Natural language region descriptions
>>>

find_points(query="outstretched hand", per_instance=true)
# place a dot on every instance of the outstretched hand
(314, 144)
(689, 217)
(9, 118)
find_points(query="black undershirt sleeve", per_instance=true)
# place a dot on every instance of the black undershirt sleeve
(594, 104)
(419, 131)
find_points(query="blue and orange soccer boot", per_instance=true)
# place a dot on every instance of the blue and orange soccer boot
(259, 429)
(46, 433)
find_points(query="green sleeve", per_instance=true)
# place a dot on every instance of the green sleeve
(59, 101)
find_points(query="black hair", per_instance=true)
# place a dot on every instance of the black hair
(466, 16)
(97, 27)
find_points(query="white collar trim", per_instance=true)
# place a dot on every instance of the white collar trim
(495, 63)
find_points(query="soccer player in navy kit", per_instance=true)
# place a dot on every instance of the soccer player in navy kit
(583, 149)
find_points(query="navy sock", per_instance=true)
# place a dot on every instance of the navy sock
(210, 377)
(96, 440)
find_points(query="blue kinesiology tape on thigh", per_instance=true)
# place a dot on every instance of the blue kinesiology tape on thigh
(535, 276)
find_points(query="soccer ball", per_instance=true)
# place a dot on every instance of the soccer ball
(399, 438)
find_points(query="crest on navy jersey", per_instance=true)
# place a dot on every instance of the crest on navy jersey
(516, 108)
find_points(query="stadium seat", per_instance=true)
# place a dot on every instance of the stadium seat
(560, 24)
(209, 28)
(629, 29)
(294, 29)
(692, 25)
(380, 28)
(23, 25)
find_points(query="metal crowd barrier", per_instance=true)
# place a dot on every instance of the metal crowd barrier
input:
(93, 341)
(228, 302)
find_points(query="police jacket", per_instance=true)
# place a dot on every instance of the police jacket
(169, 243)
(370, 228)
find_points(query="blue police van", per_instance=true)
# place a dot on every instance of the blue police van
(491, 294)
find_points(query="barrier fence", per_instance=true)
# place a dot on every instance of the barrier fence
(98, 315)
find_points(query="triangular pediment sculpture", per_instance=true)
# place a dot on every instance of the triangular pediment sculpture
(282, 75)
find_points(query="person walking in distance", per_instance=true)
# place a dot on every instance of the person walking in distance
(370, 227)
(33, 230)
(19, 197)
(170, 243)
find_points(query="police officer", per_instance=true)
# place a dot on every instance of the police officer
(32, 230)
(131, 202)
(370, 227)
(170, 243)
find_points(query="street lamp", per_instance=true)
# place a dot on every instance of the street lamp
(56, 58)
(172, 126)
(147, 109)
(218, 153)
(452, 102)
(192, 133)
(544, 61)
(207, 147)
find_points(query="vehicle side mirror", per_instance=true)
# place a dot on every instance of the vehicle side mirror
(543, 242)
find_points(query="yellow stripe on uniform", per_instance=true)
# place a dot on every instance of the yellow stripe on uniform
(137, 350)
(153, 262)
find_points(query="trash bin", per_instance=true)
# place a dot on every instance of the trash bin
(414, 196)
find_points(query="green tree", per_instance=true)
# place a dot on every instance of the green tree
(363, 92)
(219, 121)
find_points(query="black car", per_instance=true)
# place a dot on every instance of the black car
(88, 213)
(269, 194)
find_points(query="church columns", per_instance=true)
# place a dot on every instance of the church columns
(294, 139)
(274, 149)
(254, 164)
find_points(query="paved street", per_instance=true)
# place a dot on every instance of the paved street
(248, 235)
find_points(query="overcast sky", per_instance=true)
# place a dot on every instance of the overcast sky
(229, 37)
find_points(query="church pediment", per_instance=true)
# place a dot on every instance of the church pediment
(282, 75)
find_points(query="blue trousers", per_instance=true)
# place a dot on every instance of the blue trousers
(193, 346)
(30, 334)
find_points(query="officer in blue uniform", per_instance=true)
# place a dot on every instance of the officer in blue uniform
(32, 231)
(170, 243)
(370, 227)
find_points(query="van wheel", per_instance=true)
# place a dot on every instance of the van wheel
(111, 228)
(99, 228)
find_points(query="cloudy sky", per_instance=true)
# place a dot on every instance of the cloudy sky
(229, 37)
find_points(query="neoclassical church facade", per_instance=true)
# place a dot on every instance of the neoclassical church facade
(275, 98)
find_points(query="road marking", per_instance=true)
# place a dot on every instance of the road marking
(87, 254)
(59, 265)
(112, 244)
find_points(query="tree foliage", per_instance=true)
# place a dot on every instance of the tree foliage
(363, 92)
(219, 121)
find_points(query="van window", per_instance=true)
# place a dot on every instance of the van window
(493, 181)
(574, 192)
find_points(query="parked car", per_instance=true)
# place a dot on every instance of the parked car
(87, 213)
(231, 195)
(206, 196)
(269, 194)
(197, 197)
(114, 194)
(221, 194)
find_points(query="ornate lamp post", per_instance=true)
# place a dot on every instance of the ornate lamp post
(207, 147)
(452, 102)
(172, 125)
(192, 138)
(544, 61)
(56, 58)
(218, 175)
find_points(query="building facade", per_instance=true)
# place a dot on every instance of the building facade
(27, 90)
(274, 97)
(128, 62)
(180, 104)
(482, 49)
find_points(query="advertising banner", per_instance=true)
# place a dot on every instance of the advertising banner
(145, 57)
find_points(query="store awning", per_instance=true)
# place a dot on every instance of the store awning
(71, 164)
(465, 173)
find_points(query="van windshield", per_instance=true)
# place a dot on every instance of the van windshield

<<<

[What to do]:
Your response must consist of every line above, reproduced exactly.

[Result for this task]:
find_points(query="outstretched hand", per_instance=true)
# place a dot on every instance of the outstretched hand
(314, 144)
(689, 217)
(9, 118)
find_points(query="black undershirt sleeve", per_instance=true)
# place a dot on every instance of the black undershirt sleeve
(594, 104)
(419, 131)
find_points(query="blue and orange soccer boot", per_instance=true)
# place a dot on every instance of the blue and orange soccer boot
(259, 429)
(46, 433)
find_points(query="green sleeve", per_instance=true)
# place a dot on every instance of the green sleeve
(59, 101)
find_points(query="black hair", per_instance=true)
# place a dot on every instance of the black hair
(466, 16)
(97, 27)
find_points(query="white collar trim", per_instance=true)
# place a dot on every instance of the white collar trim
(495, 63)
find_points(query="soccer player in navy kit", per_instance=true)
# place a dot on every instance of the soccer player in navy kit
(583, 149)
find_points(query="navy sock", per_instance=true)
# place a dot on every instance of the navy sock
(210, 377)
(96, 440)
find_points(query="blue kinesiology tape on thigh", per_instance=true)
# place a dot on every instance of the blue kinesiology tape on thigh
(535, 276)
find_points(query="soccer ball", per_instance=true)
# place a dot on every instance of the soccer ball
(399, 438)
find_points(query="crest on navy jersey", per_instance=true)
# place a dot on every instance of the crest on navy jersey
(516, 108)
find_points(query="stadium seat", per_instance=true)
# place a dot on every instance of the stadium seat
(560, 24)
(209, 28)
(629, 29)
(294, 29)
(692, 25)
(380, 28)
(23, 25)
find_points(query="metal crowd barrier", per_instance=true)
# place a dot on every instance of the metal crowd barrier
input:
(93, 341)
(228, 302)
find_points(query="police jacket", per_instance=true)
# place a dot on every instance of the police jacket
(169, 243)
(370, 228)
find_points(query="blue police van", per_instance=true)
# place a dot on every instance of the blue police van
(491, 294)
find_points(query="barrier fence", per_instance=true)
# place a dot on every instance of the barrier fence
(98, 315)
find_points(query="triangular pediment sculpture", per_instance=true)
# place a dot on every instance of the triangular pediment sculpture
(282, 75)
find_points(query="person walking in distance", per_instance=true)
# place a dot on every instance of the person walking in distance
(370, 227)
(33, 230)
(19, 197)
(170, 243)
find_points(query="police officer", per_instance=true)
# place a dot on every instance of the police officer
(32, 230)
(131, 202)
(370, 227)
(170, 243)
find_points(query="street lamp", per_instance=true)
# place a dot on every instance of the street lamp
(56, 58)
(172, 126)
(147, 109)
(218, 153)
(452, 102)
(192, 133)
(544, 61)
(207, 147)
find_points(query="vehicle side mirror", per_instance=true)
# place a dot on every instance of the vehicle side mirror
(543, 242)
find_points(query="yellow stripe on uniform", per_instance=true)
# place a dot on every instance of the yellow stripe on uniform
(137, 350)
(153, 262)
find_points(query="trash bin", per_instance=true)
# place a dot on every instance of the trash bin
(414, 196)
find_points(query="green tree", per_instance=true)
# place a dot on every instance of the green tree
(363, 92)
(219, 121)
find_points(query="black car", per_instance=true)
# place a dot on every instance of the black car
(88, 213)
(269, 194)
find_points(query="church columns", per_instance=true)
# place a dot on every instance of the church columns
(294, 139)
(274, 149)
(254, 164)
find_points(query="paved street", per_instance=true)
# place a dot on every instance of the paved street
(248, 235)
find_points(query="overcast sky", per_instance=true)
# place a dot on every instance of the overcast sky
(229, 37)
find_points(query="church pediment", per_instance=true)
# place a dot on every instance of the church pediment
(282, 75)
find_points(query="blue trousers", per_instance=true)
# place a dot on every instance of the blue trousers
(193, 346)
(30, 334)
find_points(query="officer in blue uniform", per_instance=true)
# place a dot on every instance of the officer in blue uniform
(32, 231)
(170, 243)
(370, 227)
find_points(query="van wheel", per_instance=true)
# place a dot on every instance of the van wheel
(111, 228)
(99, 228)
find_points(query="cloudy sky", per_instance=true)
# place a dot on every instance of the cloudy sky
(229, 37)
find_points(query="neoclassical church facade", per_instance=true)
# place a dot on every instance of the neoclassical church facade
(275, 98)
find_points(query="road marking", per_instance=true)
# place a dot on every instance of the road marking
(87, 254)
(59, 265)
(112, 244)
find_points(query="tree foliage", per_instance=true)
# place a dot on every instance of the tree foliage
(363, 92)
(219, 121)
find_points(query="van window", per_instance=true)
# place a dot on every instance of the van window
(493, 181)
(574, 192)
find_points(query="parked car", per_instance=true)
# place a dot on every instance of the parked car
(87, 213)
(231, 195)
(206, 196)
(269, 194)
(197, 197)
(114, 194)
(221, 194)
find_points(query="ornate lamp post", per_instance=true)
# place a dot on every instance of the ornate lamp post
(207, 147)
(452, 102)
(172, 125)
(192, 138)
(544, 61)
(56, 58)
(218, 175)
find_points(query="building facade", per_instance=true)
# place a dot on every instance of the building facade
(27, 90)
(274, 97)
(128, 62)
(180, 104)
(482, 49)
find_points(query="advertising banner", per_instance=true)
# place a dot on every instance of the advertising banner
(145, 57)
find_points(query="store awning", per_instance=true)
# place a dot on every instance of the store awning
(71, 164)
(465, 173)
find_points(query="van windshield", per_instance=true)
# place a dot on every instance of the van windshield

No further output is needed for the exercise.